#### EXERCISE
Starting at the beginning of the data and stopping after the line that contains "[978, 135, 1024, 270]", give each line as a string in a JSON list, skipping blank lines and leaving out the pictures.

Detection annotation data
┄┄┄┄┄┄

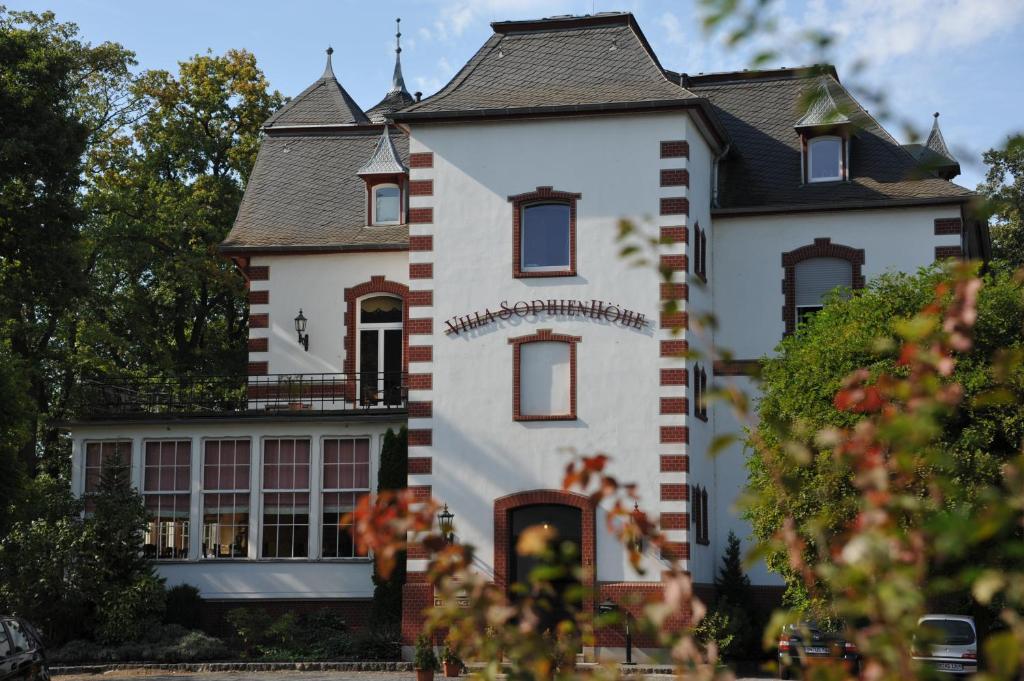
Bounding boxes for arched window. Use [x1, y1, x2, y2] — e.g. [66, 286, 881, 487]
[807, 135, 845, 182]
[357, 295, 402, 406]
[372, 184, 401, 224]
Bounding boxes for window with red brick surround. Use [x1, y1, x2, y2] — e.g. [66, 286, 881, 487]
[509, 186, 583, 279]
[782, 239, 864, 335]
[509, 329, 583, 421]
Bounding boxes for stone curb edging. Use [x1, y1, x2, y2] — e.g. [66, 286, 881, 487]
[50, 662, 413, 676]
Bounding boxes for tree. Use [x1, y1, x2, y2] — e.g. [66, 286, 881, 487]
[745, 267, 1024, 607]
[978, 135, 1024, 270]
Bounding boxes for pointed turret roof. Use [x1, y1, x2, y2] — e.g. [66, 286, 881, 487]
[356, 125, 409, 175]
[367, 18, 415, 123]
[263, 47, 370, 128]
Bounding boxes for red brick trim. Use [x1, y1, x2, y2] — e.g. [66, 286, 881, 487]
[660, 454, 690, 473]
[344, 274, 409, 388]
[935, 217, 964, 237]
[662, 139, 690, 159]
[508, 329, 583, 421]
[782, 239, 864, 335]
[409, 457, 434, 475]
[409, 399, 434, 419]
[659, 426, 690, 444]
[409, 345, 434, 361]
[409, 179, 434, 197]
[409, 262, 434, 279]
[660, 168, 690, 186]
[658, 197, 690, 215]
[495, 490, 597, 612]
[409, 235, 434, 251]
[660, 482, 690, 502]
[409, 208, 434, 224]
[508, 186, 583, 279]
[409, 152, 434, 168]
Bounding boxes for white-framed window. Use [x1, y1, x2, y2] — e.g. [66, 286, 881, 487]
[356, 294, 404, 406]
[203, 438, 252, 558]
[260, 437, 309, 558]
[371, 184, 401, 224]
[807, 135, 845, 182]
[519, 202, 572, 272]
[795, 258, 853, 326]
[142, 439, 191, 560]
[321, 437, 370, 558]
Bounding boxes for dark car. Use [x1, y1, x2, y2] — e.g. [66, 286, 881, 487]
[778, 622, 860, 679]
[0, 616, 50, 681]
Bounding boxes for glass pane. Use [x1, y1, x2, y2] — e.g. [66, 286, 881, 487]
[522, 204, 569, 269]
[374, 186, 399, 223]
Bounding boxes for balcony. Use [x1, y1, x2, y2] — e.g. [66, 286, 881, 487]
[75, 372, 409, 421]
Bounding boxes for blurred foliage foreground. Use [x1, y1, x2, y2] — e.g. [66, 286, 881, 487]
[355, 263, 1024, 679]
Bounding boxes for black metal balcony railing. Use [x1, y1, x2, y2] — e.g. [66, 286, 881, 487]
[75, 372, 409, 419]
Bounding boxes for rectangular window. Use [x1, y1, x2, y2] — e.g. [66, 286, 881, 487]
[260, 438, 309, 558]
[142, 439, 191, 560]
[321, 437, 370, 558]
[203, 439, 251, 558]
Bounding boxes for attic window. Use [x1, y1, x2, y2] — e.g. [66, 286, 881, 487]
[807, 135, 846, 182]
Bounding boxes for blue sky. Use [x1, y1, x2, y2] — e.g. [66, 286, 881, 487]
[25, 0, 1024, 187]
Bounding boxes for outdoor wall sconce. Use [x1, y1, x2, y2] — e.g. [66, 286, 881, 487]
[295, 307, 309, 352]
[437, 504, 455, 544]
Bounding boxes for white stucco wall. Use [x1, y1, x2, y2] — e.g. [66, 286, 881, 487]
[72, 418, 402, 599]
[249, 251, 409, 374]
[410, 113, 706, 581]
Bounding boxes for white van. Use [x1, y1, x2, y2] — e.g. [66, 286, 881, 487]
[913, 614, 978, 675]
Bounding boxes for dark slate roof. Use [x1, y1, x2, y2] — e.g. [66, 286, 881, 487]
[263, 48, 370, 128]
[221, 126, 409, 253]
[396, 13, 695, 121]
[681, 67, 973, 214]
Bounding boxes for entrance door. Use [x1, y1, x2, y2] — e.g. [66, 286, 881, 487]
[509, 505, 583, 631]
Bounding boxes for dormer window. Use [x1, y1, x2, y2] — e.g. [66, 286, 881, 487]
[807, 135, 846, 182]
[372, 184, 401, 224]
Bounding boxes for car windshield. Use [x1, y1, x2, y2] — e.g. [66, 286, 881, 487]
[919, 620, 975, 645]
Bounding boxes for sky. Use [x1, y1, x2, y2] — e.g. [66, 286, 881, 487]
[22, 0, 1024, 188]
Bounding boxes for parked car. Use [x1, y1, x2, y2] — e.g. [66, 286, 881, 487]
[778, 622, 860, 679]
[0, 615, 50, 681]
[913, 614, 978, 675]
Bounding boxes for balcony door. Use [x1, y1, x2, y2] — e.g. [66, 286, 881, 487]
[358, 296, 402, 407]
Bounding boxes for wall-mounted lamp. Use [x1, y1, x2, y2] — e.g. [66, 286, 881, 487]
[295, 307, 309, 352]
[437, 504, 455, 544]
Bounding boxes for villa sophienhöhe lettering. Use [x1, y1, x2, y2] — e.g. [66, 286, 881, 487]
[444, 299, 647, 336]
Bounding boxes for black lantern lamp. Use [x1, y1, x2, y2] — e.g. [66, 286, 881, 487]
[295, 307, 309, 352]
[437, 504, 455, 544]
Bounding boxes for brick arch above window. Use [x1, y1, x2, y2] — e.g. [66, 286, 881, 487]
[344, 275, 409, 376]
[495, 490, 597, 611]
[782, 238, 864, 335]
[508, 186, 583, 279]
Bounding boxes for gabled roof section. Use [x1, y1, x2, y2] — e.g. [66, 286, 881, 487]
[395, 12, 696, 121]
[263, 47, 370, 129]
[356, 125, 409, 176]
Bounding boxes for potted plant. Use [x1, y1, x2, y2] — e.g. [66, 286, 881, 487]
[413, 634, 437, 681]
[441, 641, 463, 678]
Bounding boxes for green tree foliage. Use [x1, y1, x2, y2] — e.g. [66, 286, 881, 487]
[370, 426, 409, 628]
[746, 268, 1024, 607]
[978, 135, 1024, 269]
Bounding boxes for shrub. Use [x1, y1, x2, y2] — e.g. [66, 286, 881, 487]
[164, 584, 203, 629]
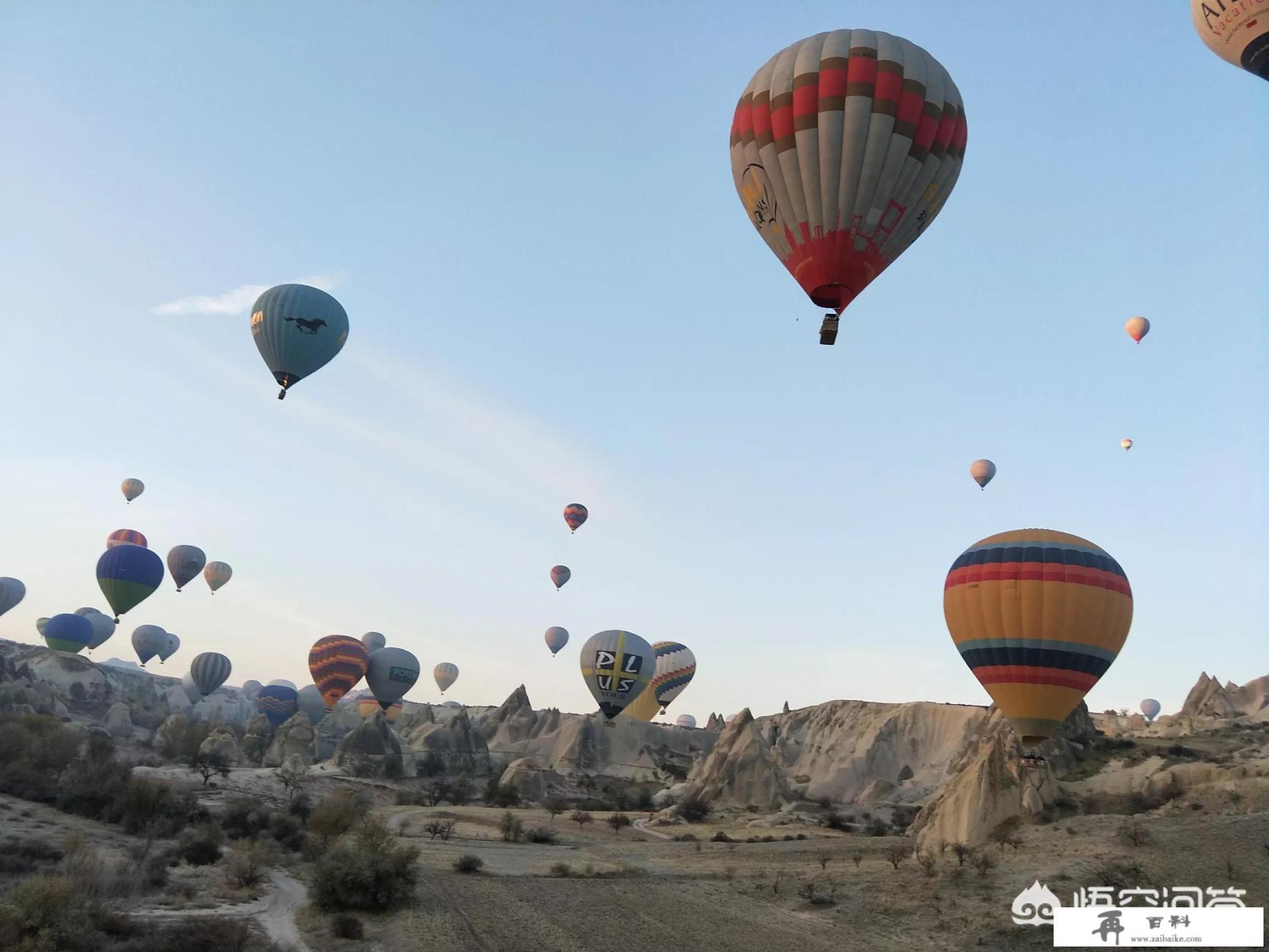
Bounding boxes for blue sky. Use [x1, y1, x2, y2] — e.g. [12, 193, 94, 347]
[0, 1, 1269, 716]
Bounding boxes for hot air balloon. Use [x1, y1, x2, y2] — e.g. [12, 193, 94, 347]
[357, 697, 405, 721]
[168, 546, 207, 591]
[563, 503, 590, 532]
[97, 546, 162, 624]
[189, 651, 233, 697]
[119, 476, 146, 503]
[970, 460, 996, 489]
[159, 631, 180, 664]
[45, 612, 92, 655]
[309, 635, 370, 711]
[132, 624, 169, 668]
[1190, 0, 1269, 80]
[297, 684, 329, 725]
[255, 684, 299, 729]
[365, 647, 420, 711]
[943, 530, 1132, 748]
[105, 530, 149, 549]
[203, 562, 233, 595]
[581, 629, 656, 724]
[626, 641, 697, 721]
[432, 661, 458, 694]
[75, 608, 114, 651]
[545, 624, 569, 658]
[731, 29, 966, 344]
[0, 575, 27, 614]
[251, 284, 348, 400]
[1123, 317, 1150, 344]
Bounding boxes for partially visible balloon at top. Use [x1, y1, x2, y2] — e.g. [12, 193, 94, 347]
[563, 503, 590, 532]
[731, 29, 967, 327]
[251, 284, 348, 400]
[1123, 317, 1150, 344]
[1190, 0, 1269, 80]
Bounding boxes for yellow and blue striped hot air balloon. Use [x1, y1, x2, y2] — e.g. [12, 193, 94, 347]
[943, 530, 1132, 748]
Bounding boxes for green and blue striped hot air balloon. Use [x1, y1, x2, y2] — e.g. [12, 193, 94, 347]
[97, 546, 162, 624]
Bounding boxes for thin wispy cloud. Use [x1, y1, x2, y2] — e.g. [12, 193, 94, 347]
[150, 274, 343, 317]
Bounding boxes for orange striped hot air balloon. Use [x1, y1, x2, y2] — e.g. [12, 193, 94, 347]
[943, 530, 1132, 748]
[309, 635, 370, 711]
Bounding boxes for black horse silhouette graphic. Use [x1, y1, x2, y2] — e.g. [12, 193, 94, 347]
[282, 317, 326, 334]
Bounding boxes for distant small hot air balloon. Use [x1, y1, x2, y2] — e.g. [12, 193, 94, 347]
[943, 530, 1132, 748]
[309, 635, 370, 711]
[251, 284, 348, 400]
[432, 661, 458, 694]
[105, 530, 149, 549]
[45, 612, 92, 655]
[189, 651, 233, 697]
[581, 629, 656, 724]
[0, 575, 27, 614]
[203, 562, 233, 595]
[1190, 0, 1269, 80]
[545, 624, 569, 658]
[168, 546, 207, 591]
[97, 546, 162, 624]
[970, 460, 996, 489]
[563, 503, 590, 532]
[255, 684, 299, 729]
[365, 645, 419, 711]
[132, 624, 169, 668]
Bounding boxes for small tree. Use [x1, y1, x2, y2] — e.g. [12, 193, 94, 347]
[189, 750, 230, 787]
[542, 796, 569, 823]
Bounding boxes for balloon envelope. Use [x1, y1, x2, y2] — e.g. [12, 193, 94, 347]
[563, 503, 590, 532]
[970, 460, 996, 489]
[626, 641, 697, 721]
[132, 624, 168, 668]
[105, 530, 149, 549]
[189, 651, 233, 697]
[581, 629, 656, 721]
[432, 661, 458, 694]
[251, 284, 348, 400]
[309, 635, 370, 711]
[943, 530, 1132, 748]
[1190, 0, 1269, 80]
[0, 575, 27, 614]
[45, 612, 92, 654]
[544, 624, 569, 658]
[1123, 317, 1150, 344]
[168, 546, 207, 591]
[365, 647, 420, 710]
[97, 546, 162, 623]
[731, 29, 966, 313]
[255, 684, 299, 727]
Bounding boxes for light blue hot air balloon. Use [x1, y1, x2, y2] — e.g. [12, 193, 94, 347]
[251, 284, 348, 400]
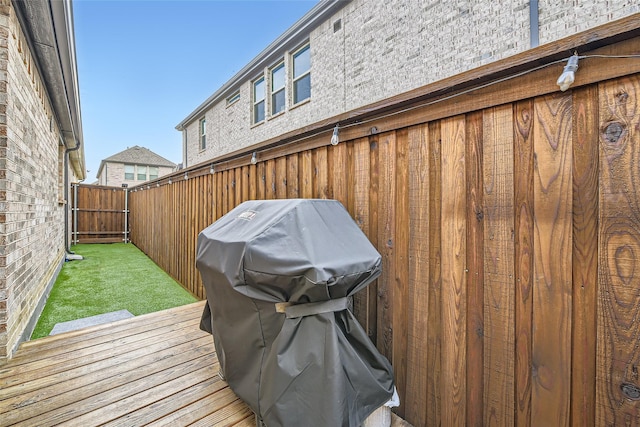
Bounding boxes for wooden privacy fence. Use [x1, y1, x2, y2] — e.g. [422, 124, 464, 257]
[71, 184, 129, 244]
[131, 30, 640, 426]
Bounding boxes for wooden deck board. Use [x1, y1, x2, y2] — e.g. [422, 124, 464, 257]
[0, 302, 255, 426]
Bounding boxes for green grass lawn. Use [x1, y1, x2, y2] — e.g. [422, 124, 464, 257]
[31, 243, 197, 339]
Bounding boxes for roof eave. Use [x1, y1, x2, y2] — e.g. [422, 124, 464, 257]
[12, 0, 86, 180]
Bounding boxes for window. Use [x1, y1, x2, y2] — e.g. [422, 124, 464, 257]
[293, 45, 311, 104]
[136, 165, 147, 181]
[271, 62, 285, 115]
[253, 77, 264, 124]
[124, 165, 136, 181]
[149, 166, 158, 179]
[198, 119, 207, 150]
[227, 91, 240, 107]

┄┄┄┄┄┄

#### CORRECT RESULT
[
  "Bounding boxes for arched window. Use [x1, y1, x2, y2] — e.g. [66, 286, 881, 487]",
  "[807, 135, 845, 182]",
  "[357, 295, 402, 406]",
  "[372, 184, 401, 224]",
  "Bounding boxes for window with red brick surround. Use [x1, y1, x2, y2] — e.g. [66, 286, 881, 487]",
  "[509, 186, 583, 279]",
  "[782, 239, 864, 335]",
  "[509, 329, 583, 421]",
  "Bounding boxes for stone curb edging. Use [x1, y1, x2, y2] — e.g. [66, 286, 881, 487]",
  "[50, 662, 413, 676]",
  "Bounding boxes for tree. Use [x1, y1, x2, y2] — e.g. [66, 286, 881, 487]",
  "[745, 267, 1024, 607]",
  "[978, 135, 1024, 270]"
]